**Given passage:**
________________________________________

Not to be too cynical, but I wonder what the result would look like if they were able to do the math all the way. It seems like they can tell us how many people die early from heart disease due in part to overwork, but we don't know how the value provided by their work extended the lives of others. For example, if overwork created a higher GDP, which resulted in better nutrition, medical outcomes, etc. maybe the net effect of overwork is positive. (Now that I think about it, that could get very dark if we embraced the idea, though.)


You'd probably also find some who's early demise would be considered socially beneficial. However, I think it would be hard to know good or bad impacts without extreme and obvious examples. We've also had heroes who looked to be doing a lot of good throughout their life, only to turn out to be monsters behind closed doors.

Also something like GDP is very macro, and not all GDP activity is socially beneficial, so GDP contribution would be a flawed way to make such an assessment. For example, someone scamming seniors out of their retirement money through shady business tactics wouldn't be a net positive to society, but could contribute millions to GDP.


That would be interesting to see. I for one have no real idea what the result would be.

My $0.02 based on nothing more than personal experience is that it seems to be a net negative in practice. I'm sure that some degree of overwork in certain industries has raised GDP, but there are also notorious examples of systemic overwork reducing productivity, like medical providers (mistakes) and Japan (Parkinson's Law), which seem to resonate more with my experience.

Who knows, though? It could easily be the opposite, for all I know. It would be interesting if someone was able to do this analysis.

________________________________________

(Point-per-instance localization records)
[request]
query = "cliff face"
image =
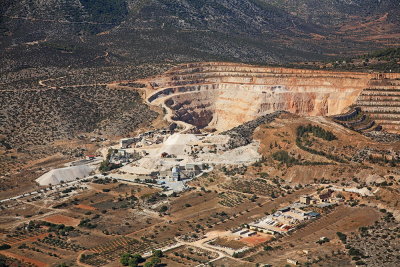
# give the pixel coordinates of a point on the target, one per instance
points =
(223, 95)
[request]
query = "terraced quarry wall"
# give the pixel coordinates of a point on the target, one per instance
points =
(224, 95)
(381, 101)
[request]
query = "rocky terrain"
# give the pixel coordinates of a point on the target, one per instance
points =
(224, 95)
(138, 31)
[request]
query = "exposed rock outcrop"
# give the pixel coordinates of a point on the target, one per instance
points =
(225, 95)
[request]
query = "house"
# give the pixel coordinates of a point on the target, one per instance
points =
(293, 262)
(325, 196)
(305, 200)
(312, 214)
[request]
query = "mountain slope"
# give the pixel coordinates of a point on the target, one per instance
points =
(257, 31)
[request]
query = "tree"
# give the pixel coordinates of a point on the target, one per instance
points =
(124, 260)
(157, 253)
(163, 209)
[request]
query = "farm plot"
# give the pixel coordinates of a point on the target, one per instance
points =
(191, 256)
(231, 199)
(254, 186)
(111, 251)
(227, 243)
(62, 219)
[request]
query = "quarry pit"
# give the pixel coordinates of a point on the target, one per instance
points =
(219, 96)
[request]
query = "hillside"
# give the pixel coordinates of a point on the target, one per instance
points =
(131, 31)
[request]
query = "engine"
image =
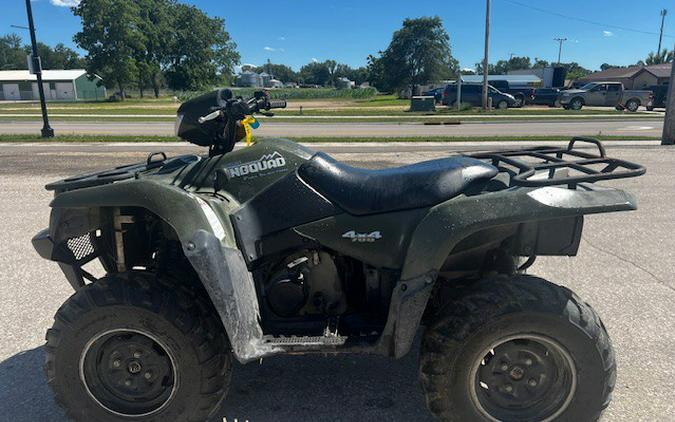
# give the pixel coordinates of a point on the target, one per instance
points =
(305, 284)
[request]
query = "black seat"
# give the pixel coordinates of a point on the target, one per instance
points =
(362, 191)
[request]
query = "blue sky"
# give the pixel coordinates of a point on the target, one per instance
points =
(296, 32)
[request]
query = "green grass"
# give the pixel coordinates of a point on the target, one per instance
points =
(295, 93)
(132, 139)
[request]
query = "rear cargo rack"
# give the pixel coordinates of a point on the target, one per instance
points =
(549, 166)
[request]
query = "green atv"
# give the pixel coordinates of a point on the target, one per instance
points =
(277, 249)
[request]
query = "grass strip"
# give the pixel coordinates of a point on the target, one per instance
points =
(136, 139)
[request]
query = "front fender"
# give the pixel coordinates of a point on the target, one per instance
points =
(207, 238)
(450, 222)
(187, 213)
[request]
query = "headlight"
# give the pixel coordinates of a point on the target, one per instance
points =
(176, 125)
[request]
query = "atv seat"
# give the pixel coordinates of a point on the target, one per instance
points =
(362, 191)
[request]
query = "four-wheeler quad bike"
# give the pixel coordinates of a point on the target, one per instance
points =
(277, 249)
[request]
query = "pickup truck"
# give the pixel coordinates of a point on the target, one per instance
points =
(610, 94)
(522, 94)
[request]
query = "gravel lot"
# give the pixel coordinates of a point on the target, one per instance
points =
(624, 269)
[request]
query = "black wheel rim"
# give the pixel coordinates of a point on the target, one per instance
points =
(523, 378)
(128, 372)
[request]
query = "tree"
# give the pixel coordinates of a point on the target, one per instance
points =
(575, 70)
(200, 51)
(540, 63)
(154, 22)
(12, 55)
(606, 66)
(110, 34)
(358, 75)
(419, 52)
(663, 56)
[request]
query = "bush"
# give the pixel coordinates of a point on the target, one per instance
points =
(295, 93)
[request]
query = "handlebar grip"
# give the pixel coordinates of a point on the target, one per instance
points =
(210, 116)
(278, 104)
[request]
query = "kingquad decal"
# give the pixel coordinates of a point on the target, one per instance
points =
(362, 237)
(267, 164)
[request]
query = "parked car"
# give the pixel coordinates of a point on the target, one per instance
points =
(437, 93)
(546, 96)
(660, 96)
(522, 94)
(611, 94)
(473, 94)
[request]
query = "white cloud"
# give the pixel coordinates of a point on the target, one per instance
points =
(65, 3)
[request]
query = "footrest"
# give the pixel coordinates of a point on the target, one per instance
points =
(305, 341)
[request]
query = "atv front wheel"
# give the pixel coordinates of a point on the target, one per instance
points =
(517, 349)
(134, 346)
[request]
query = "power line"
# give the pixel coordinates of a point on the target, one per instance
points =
(578, 19)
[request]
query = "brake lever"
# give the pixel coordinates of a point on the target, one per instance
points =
(211, 116)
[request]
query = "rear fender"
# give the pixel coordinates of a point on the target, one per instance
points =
(452, 221)
(207, 239)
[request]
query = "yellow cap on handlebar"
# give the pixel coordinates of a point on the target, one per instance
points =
(247, 122)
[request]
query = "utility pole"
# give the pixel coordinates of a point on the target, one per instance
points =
(664, 12)
(668, 135)
(485, 57)
(560, 41)
(47, 131)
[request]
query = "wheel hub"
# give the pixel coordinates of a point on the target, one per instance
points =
(128, 372)
(525, 378)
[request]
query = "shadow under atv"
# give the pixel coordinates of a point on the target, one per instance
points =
(283, 388)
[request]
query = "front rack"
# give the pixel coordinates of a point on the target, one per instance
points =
(548, 166)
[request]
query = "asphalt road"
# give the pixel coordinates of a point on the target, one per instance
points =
(627, 127)
(624, 269)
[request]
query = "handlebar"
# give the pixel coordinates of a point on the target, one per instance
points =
(211, 116)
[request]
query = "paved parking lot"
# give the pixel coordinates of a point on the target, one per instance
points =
(624, 269)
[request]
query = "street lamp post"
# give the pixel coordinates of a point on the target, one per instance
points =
(47, 131)
(668, 135)
(560, 41)
(485, 56)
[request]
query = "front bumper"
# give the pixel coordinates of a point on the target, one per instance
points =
(43, 244)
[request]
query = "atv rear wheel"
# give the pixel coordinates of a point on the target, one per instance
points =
(134, 346)
(517, 349)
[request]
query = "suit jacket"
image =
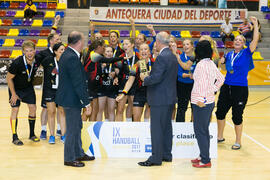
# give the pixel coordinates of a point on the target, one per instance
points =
(161, 83)
(72, 88)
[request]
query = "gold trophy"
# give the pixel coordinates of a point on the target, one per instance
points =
(143, 67)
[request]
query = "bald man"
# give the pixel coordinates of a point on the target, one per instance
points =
(161, 96)
(73, 96)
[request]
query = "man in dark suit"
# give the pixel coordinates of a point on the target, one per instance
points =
(72, 95)
(161, 96)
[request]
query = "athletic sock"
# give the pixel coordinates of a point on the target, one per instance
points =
(14, 123)
(44, 127)
(146, 120)
(58, 127)
(128, 119)
(32, 121)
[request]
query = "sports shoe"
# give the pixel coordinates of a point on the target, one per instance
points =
(58, 133)
(52, 140)
(62, 138)
(43, 135)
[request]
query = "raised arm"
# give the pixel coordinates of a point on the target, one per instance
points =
(56, 22)
(133, 29)
(255, 40)
(92, 30)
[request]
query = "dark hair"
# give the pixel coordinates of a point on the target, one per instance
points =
(93, 46)
(50, 37)
(56, 47)
(28, 2)
(131, 40)
(144, 37)
(115, 33)
(203, 50)
(74, 38)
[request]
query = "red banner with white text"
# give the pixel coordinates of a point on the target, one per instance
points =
(165, 16)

________________________________________

**What the task requires:** In the discussion of overwork, what two examples are named of systemic overwork reducing productivity? The records have nothing to do with the task.

**Solution for this exercise:** Medical providers (mistakes) and Japan (Parkinson's Law).